Saved data entries:
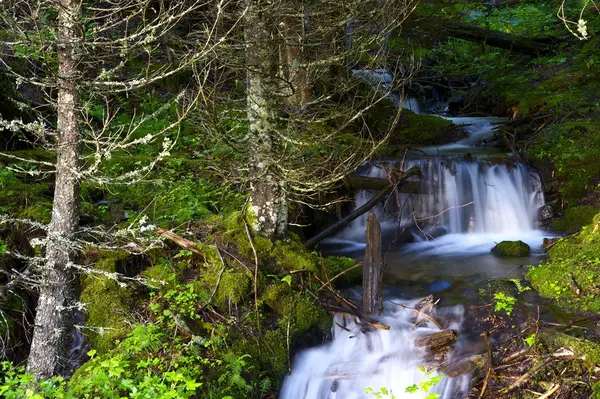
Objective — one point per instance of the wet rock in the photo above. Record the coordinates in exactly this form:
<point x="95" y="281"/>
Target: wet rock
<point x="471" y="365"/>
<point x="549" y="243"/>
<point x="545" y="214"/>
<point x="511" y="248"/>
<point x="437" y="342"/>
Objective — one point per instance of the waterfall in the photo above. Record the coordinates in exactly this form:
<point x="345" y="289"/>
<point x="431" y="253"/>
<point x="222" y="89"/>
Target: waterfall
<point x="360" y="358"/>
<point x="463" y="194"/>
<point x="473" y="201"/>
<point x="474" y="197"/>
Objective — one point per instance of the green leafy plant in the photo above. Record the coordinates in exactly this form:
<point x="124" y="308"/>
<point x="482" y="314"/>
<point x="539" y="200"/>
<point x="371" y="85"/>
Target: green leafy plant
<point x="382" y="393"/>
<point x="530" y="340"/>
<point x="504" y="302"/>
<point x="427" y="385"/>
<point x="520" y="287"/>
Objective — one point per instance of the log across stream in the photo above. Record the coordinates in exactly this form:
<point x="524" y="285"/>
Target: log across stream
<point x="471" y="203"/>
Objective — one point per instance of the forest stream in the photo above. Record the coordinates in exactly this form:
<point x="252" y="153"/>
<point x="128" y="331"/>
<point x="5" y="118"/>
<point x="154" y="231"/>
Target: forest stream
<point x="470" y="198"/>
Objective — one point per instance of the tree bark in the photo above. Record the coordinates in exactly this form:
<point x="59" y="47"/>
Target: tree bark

Do this.
Retype the lines above exactly as they appear, from the line containing "Objective — one point per instance of the forest" through the final line of the saved data entries.

Response to the task.
Objective — one point per instance of the forest stream in the photo above. Record the coordinates in exactly this form:
<point x="252" y="153"/>
<point x="128" y="331"/>
<point x="5" y="118"/>
<point x="154" y="231"/>
Target: forest stream
<point x="470" y="198"/>
Objective — one point per instance of the tree bark in the photo above. Record the coordinates in exactly this form:
<point x="59" y="47"/>
Target: tree bark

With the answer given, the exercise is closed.